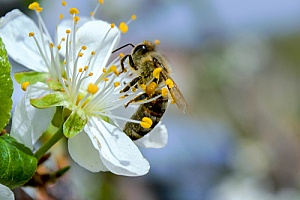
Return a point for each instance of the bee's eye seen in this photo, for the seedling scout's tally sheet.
(140, 48)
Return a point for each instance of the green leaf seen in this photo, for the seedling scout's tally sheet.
(6, 87)
(17, 163)
(74, 124)
(31, 77)
(50, 100)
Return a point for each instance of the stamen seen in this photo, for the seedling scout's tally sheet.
(92, 89)
(169, 83)
(24, 85)
(146, 122)
(156, 72)
(123, 27)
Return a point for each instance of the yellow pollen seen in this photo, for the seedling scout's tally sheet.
(169, 83)
(164, 92)
(92, 88)
(146, 122)
(73, 11)
(123, 27)
(156, 72)
(114, 69)
(24, 85)
(133, 17)
(31, 34)
(76, 19)
(116, 84)
(143, 86)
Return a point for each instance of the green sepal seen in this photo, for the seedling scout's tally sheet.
(54, 85)
(50, 100)
(32, 77)
(74, 123)
(17, 163)
(6, 88)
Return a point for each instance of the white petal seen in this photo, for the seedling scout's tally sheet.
(14, 30)
(28, 122)
(6, 193)
(83, 152)
(157, 138)
(117, 151)
(93, 35)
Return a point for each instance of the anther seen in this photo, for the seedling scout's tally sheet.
(146, 122)
(24, 85)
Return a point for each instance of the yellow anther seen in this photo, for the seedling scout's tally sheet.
(169, 83)
(63, 3)
(31, 34)
(114, 69)
(150, 89)
(116, 84)
(33, 6)
(146, 122)
(133, 17)
(76, 19)
(164, 92)
(143, 86)
(24, 85)
(156, 72)
(92, 88)
(123, 27)
(73, 11)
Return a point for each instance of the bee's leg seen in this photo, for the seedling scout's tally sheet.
(140, 97)
(131, 63)
(131, 84)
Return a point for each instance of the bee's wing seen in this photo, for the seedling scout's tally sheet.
(176, 94)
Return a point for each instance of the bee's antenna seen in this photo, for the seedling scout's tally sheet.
(122, 47)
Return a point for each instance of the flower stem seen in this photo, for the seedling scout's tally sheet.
(52, 141)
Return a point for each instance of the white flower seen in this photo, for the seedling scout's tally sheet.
(84, 83)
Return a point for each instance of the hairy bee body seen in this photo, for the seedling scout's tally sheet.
(154, 110)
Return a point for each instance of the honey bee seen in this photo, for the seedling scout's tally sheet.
(144, 60)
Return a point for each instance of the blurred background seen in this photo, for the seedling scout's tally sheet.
(238, 65)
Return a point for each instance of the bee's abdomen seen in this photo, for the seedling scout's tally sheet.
(154, 110)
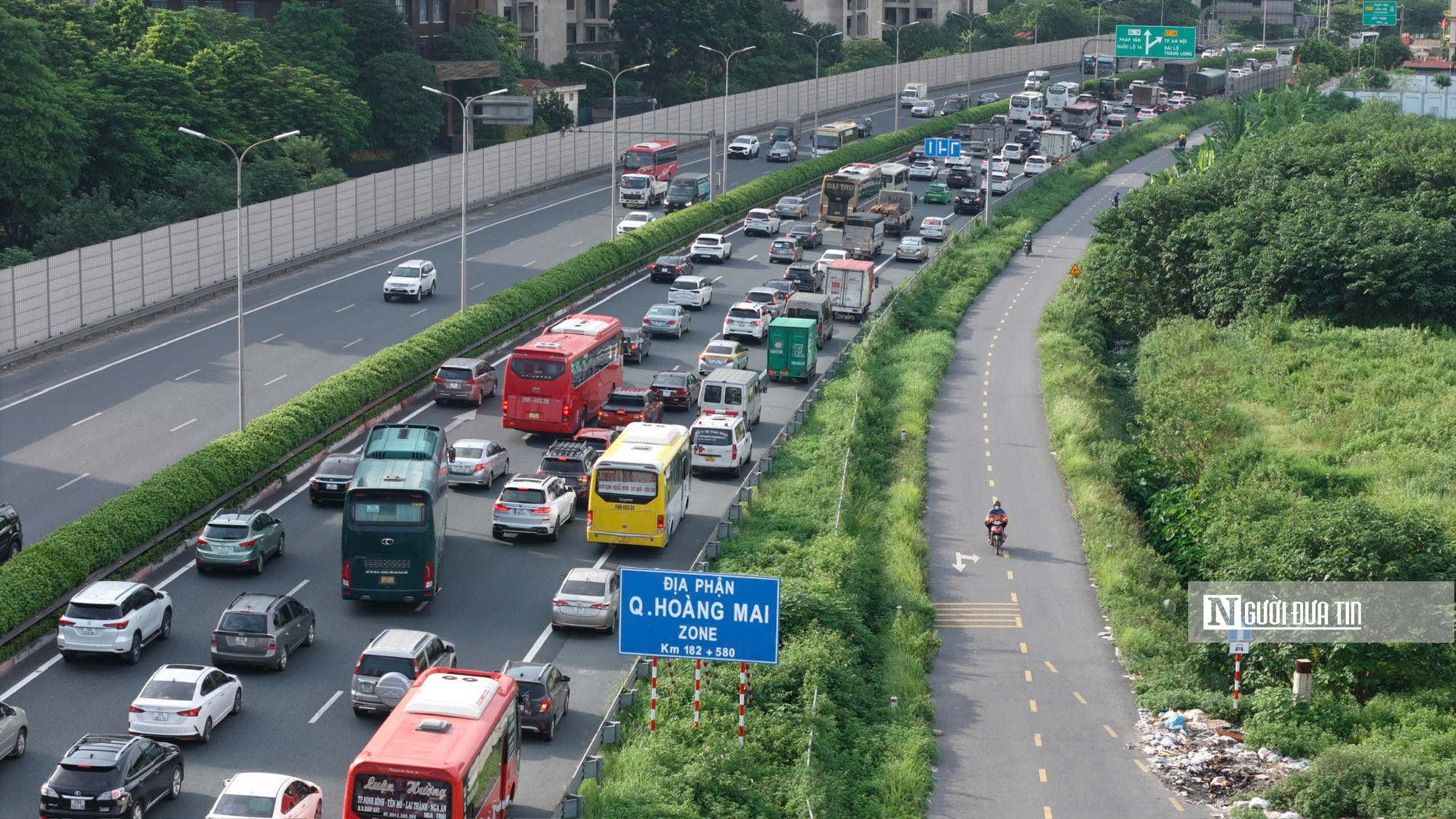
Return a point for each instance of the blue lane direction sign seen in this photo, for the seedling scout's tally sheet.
(941, 146)
(705, 617)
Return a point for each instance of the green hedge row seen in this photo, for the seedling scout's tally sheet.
(66, 557)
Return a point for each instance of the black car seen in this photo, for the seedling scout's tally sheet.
(545, 695)
(679, 389)
(11, 537)
(668, 269)
(107, 774)
(784, 152)
(570, 461)
(636, 344)
(333, 478)
(806, 277)
(968, 200)
(807, 234)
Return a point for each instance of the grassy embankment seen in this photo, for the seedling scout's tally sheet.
(855, 618)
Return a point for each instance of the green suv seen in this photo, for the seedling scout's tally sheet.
(238, 538)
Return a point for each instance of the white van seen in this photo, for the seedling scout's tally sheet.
(720, 442)
(735, 394)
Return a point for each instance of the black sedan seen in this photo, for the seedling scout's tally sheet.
(636, 344)
(784, 152)
(668, 269)
(809, 235)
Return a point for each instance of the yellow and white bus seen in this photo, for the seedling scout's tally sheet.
(640, 487)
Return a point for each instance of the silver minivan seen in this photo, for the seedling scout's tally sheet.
(403, 650)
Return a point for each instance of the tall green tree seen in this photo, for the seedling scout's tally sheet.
(378, 30)
(405, 119)
(39, 132)
(317, 39)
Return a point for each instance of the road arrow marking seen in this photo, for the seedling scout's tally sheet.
(960, 560)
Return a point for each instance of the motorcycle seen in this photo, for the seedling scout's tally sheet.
(997, 537)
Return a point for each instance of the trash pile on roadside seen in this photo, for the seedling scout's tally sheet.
(1206, 759)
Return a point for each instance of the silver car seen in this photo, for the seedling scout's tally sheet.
(587, 598)
(12, 732)
(478, 462)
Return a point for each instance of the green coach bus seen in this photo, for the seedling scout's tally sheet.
(395, 515)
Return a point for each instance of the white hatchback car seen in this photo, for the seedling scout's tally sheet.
(272, 796)
(114, 617)
(691, 292)
(720, 442)
(186, 703)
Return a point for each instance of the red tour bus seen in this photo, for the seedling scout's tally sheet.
(656, 158)
(451, 749)
(558, 381)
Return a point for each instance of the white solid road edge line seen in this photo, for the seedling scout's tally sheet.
(320, 713)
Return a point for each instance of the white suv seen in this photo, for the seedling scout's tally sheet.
(411, 280)
(114, 617)
(748, 320)
(711, 247)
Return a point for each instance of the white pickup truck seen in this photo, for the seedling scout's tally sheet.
(640, 190)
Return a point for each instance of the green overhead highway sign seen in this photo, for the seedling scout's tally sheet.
(1380, 14)
(1158, 43)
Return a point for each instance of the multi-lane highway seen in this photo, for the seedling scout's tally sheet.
(496, 595)
(84, 426)
(1030, 697)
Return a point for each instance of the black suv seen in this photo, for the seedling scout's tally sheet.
(107, 774)
(571, 461)
(9, 532)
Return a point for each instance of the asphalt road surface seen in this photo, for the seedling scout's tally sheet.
(494, 599)
(84, 426)
(1032, 698)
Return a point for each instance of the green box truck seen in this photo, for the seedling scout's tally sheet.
(793, 349)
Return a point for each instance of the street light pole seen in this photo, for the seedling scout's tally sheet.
(896, 100)
(465, 162)
(727, 58)
(818, 41)
(969, 39)
(238, 161)
(612, 174)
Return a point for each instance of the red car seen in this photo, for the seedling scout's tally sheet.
(631, 404)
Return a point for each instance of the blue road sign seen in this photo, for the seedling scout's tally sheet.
(940, 146)
(705, 617)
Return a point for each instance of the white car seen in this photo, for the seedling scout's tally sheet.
(711, 247)
(534, 505)
(411, 280)
(273, 796)
(743, 148)
(186, 703)
(691, 292)
(761, 221)
(634, 219)
(924, 170)
(720, 442)
(748, 320)
(822, 264)
(114, 617)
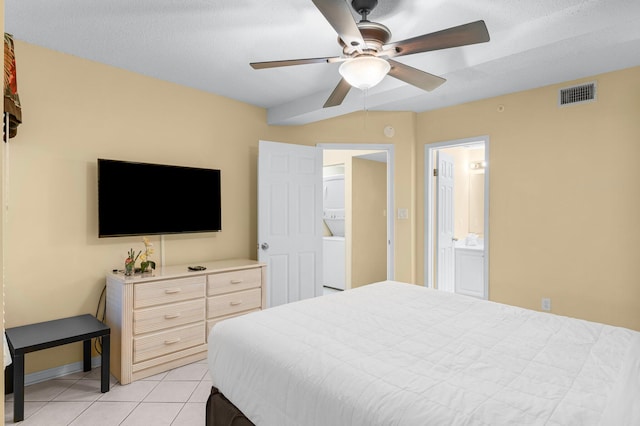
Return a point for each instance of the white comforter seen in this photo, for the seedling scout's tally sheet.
(398, 354)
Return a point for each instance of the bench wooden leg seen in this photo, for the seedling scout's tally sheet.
(86, 355)
(105, 363)
(18, 388)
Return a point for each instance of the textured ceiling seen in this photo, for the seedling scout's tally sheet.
(208, 44)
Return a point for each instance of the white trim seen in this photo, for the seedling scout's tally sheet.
(57, 372)
(429, 218)
(390, 193)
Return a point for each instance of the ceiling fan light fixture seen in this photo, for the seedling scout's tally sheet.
(364, 72)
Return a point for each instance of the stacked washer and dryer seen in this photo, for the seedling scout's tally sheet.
(334, 246)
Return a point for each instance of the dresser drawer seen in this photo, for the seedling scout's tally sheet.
(167, 291)
(227, 282)
(166, 342)
(227, 304)
(212, 322)
(167, 316)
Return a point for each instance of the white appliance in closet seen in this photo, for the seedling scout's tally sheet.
(334, 256)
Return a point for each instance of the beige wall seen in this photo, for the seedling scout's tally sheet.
(564, 185)
(78, 111)
(564, 196)
(369, 222)
(75, 111)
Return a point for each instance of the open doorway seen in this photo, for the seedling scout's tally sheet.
(457, 219)
(357, 243)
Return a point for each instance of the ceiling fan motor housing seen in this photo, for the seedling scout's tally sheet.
(374, 34)
(364, 7)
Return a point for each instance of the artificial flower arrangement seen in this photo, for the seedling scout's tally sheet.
(146, 265)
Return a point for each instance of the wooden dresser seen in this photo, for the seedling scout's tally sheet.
(161, 321)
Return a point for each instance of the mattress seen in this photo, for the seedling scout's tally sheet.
(392, 353)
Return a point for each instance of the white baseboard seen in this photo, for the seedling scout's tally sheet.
(56, 372)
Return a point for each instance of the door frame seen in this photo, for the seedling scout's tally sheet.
(429, 217)
(389, 148)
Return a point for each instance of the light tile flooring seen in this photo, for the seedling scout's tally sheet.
(177, 397)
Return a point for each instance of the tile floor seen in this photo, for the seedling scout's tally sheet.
(176, 397)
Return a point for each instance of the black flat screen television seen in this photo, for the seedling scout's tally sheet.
(151, 199)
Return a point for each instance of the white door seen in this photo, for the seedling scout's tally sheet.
(290, 220)
(445, 271)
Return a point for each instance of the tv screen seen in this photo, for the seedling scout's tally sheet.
(148, 199)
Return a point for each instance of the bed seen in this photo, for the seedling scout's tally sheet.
(392, 353)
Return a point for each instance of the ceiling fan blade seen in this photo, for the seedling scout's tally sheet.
(338, 13)
(462, 35)
(338, 94)
(289, 62)
(414, 76)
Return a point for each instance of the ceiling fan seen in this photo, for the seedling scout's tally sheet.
(367, 54)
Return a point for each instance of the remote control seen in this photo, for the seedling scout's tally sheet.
(197, 268)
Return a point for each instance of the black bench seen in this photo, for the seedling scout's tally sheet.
(34, 337)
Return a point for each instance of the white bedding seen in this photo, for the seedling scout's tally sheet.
(397, 354)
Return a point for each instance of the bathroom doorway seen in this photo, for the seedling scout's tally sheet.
(456, 216)
(357, 244)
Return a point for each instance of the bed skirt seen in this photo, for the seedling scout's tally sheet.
(221, 412)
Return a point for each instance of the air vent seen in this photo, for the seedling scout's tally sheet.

============================================================

Please extract exactly, and only, the lines from the line containing "Return a point for each instance of the wooden" through the last line of the records.

**Completed task:**
Return a point for each instance of the wooden dresser seen in this photo, for the seedling scout's tally sheet.
(161, 321)
Return a point for each instance of the mattress seen in this photo, for the seedling scout's tally sheet.
(392, 353)
Return a point for each instance of the white baseboard seen in this photo, for the seedling scout's tally sheet.
(56, 372)
Return a point for each instance of the door frame seen in this photo, for the seedling scout's tally sheet.
(429, 217)
(389, 148)
Return a point for each instance of the light tile flooring seen in this photo, for the seedling scout's tally sheet.
(177, 397)
Return a point for each instance of the tile floor seen in this photo, for the seedling scout's tally sheet.
(176, 397)
Return a point for each instance of the black flat screen television seen in this photo, for the seedling scout's tally sheet.
(151, 199)
Return a point for each instance of the white door seen in this photo, for the seedling scout's tally sheet.
(290, 220)
(445, 271)
Return a point for each instance of the tv screen seen in this photo, for the seedling scout's tally sheet.
(148, 199)
Return a point for each instance of the bed seen in this photo, for the seedling scout's tally sheet.
(392, 353)
Return a point for each instance of the ceiling fan blade seen in this photo, for the seedling scout's tally sheet.
(338, 13)
(462, 35)
(338, 94)
(289, 62)
(414, 76)
Return a point for each instance of the ceiling fan seen in this photo, for the seedling scout's tally sheet.
(367, 54)
Return a point for each instance of the remote control seen in this photo, for the seedling scout's tally sheet.
(197, 268)
Return a point for each instance of the black bench seen in this photo, for the seedling scout's tally sheet.
(34, 337)
Return a point for each instance of the white bedding seen in this photo, for the seedling scout's tally sheet.
(397, 354)
Return a point for each instance of the bathroom doorway seen in this photo, for the seedling scout's tally sheet.
(456, 216)
(357, 244)
Return a point for each instance of the bed skirt seen in this photo, for the seedling scout's tally sheet.
(221, 412)
Return a point for each instance of the air vent seen in this photo, for the seedling scout's tally sheet.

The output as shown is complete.